- [Selected extract]:

-- BEGIN --

# May LLD flows



## Sunbeam (Feb 24, 2009)

Rather than just keep adding to a long thread I will start a new threat reporting the tailrace flow at the Livingston dam

As of Monday 05/03/2010 the flow is 11,900 cfs. !2 gates are open 12".

The lake is currently 4" over the 131' elevation.
The in coming flow at Riverside in 7,000 cfs and falling.
It would appear that TRA will decrease the flow to no more than 6 gates by Wednesday at noon. The lake should be at 131' el. and the input will not be more than 6000 cfs.
This guess-ta-mate is based on previous operations and the lack of any significant run off in the next 48 hours.

Sunbeam trivia mill...tight lines


----------



## timc_fish (Sep 14, 2009)

Sunbeam, thanks for the thread, this comes in very handy for people who are under the dam fishing.


----------



## BuckCarraway (Jan 5, 2010)

one of these days I need to go fish below the dam. It has been prob 20 years since the last time I went there.

-- END --

- [What to work on]: Pick up the forum thread about water flows at the Livingston dam and continue it after its last sentence.

- [Dataset excerpts]:
-- BEGIN --

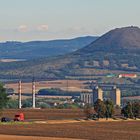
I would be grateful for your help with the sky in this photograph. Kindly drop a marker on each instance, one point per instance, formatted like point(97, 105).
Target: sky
point(26, 20)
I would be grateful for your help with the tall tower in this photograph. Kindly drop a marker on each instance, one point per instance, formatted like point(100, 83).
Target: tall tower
point(19, 94)
point(97, 94)
point(116, 96)
point(33, 93)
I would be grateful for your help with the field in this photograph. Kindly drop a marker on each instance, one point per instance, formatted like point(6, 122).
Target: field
point(46, 114)
point(125, 130)
point(49, 124)
point(69, 85)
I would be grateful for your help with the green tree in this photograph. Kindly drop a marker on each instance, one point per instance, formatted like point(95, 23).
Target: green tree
point(109, 109)
point(136, 109)
point(100, 108)
point(3, 97)
point(127, 110)
point(88, 110)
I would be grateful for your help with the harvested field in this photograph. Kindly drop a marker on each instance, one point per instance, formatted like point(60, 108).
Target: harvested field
point(46, 114)
point(70, 85)
point(121, 130)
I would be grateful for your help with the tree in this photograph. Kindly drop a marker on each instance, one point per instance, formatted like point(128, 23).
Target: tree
point(3, 97)
point(100, 108)
point(127, 110)
point(136, 109)
point(109, 109)
point(89, 111)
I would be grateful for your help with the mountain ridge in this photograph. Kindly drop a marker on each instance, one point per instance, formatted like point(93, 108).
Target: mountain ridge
point(117, 50)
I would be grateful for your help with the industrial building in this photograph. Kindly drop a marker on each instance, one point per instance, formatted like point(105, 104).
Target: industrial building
point(97, 93)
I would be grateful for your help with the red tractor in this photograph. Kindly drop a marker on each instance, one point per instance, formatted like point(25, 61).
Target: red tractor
point(19, 117)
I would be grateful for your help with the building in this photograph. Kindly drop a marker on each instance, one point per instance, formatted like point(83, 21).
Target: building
point(127, 75)
point(92, 97)
point(97, 93)
point(87, 97)
point(115, 96)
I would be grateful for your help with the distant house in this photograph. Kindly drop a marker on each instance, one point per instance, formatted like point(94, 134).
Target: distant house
point(127, 75)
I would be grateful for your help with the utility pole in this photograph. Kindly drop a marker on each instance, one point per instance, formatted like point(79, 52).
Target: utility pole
point(33, 93)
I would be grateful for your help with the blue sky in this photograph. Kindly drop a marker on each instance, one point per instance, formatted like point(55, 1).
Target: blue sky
point(24, 20)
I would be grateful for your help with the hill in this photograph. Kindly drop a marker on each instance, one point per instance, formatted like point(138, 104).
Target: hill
point(118, 50)
point(37, 49)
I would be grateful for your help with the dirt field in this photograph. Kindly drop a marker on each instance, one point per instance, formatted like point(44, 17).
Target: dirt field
point(46, 114)
point(125, 130)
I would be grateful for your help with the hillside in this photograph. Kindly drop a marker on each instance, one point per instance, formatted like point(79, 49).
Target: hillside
point(118, 50)
point(37, 49)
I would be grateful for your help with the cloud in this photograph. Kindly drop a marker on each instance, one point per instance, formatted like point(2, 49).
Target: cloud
point(23, 28)
point(43, 27)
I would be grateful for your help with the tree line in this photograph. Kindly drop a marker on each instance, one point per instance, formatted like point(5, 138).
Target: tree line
point(106, 109)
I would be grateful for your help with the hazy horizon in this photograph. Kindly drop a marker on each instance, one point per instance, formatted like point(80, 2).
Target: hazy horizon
point(50, 19)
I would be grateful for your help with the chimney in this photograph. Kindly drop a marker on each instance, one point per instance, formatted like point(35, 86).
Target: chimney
point(33, 93)
point(19, 94)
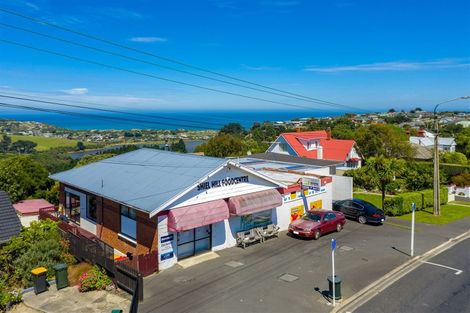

-- END --

- [Exercise result]:
----------



## shadslinger (Aug 21, 2005)

Saw very few boats on the river when we crossed the bridge yesterday. One thing about the river there as the discharge increases after about 7,000cfs there are fewer places to fish. Most of those being along the banks and in the corners.
When it comes down later in the week the fishing should be awesome again. 
Talking to Dave at Browder's yesterday and he and I both have been surprised at how the fish have rebounded in an hour or so after increases, usually takes a day or more. To me that means there are a lot more fish than usual below the dam and the competition is fierce so they have to root hog or die.


----------



## Meadowlark (Jul 19, 2008)

I'm looking forward to that predicted drop. The fishing has been absolutely awesome down there the last few weeks.


----------



## shadslinger (Aug 21, 2005)

This time the stripers will be on a great bite when it drops. I have a couple of sneaky tricks for them when it does. Look here it has already begun to drop!

http://waterdata.usgs.gov/tx/nwis/u...&format=gif_default&period=7&site_no=08066250


----------



## tbone2374 (Feb 27, 2010)

Great report... I was just about to readdjust a trip from the dam to the upper lake. Thanks


----------



## tbone2374 (Feb 27, 2010)

So Loy, what makes you think the Stripers will turn-on when the water drops?


----------



## shadslinger (Aug 21, 2005)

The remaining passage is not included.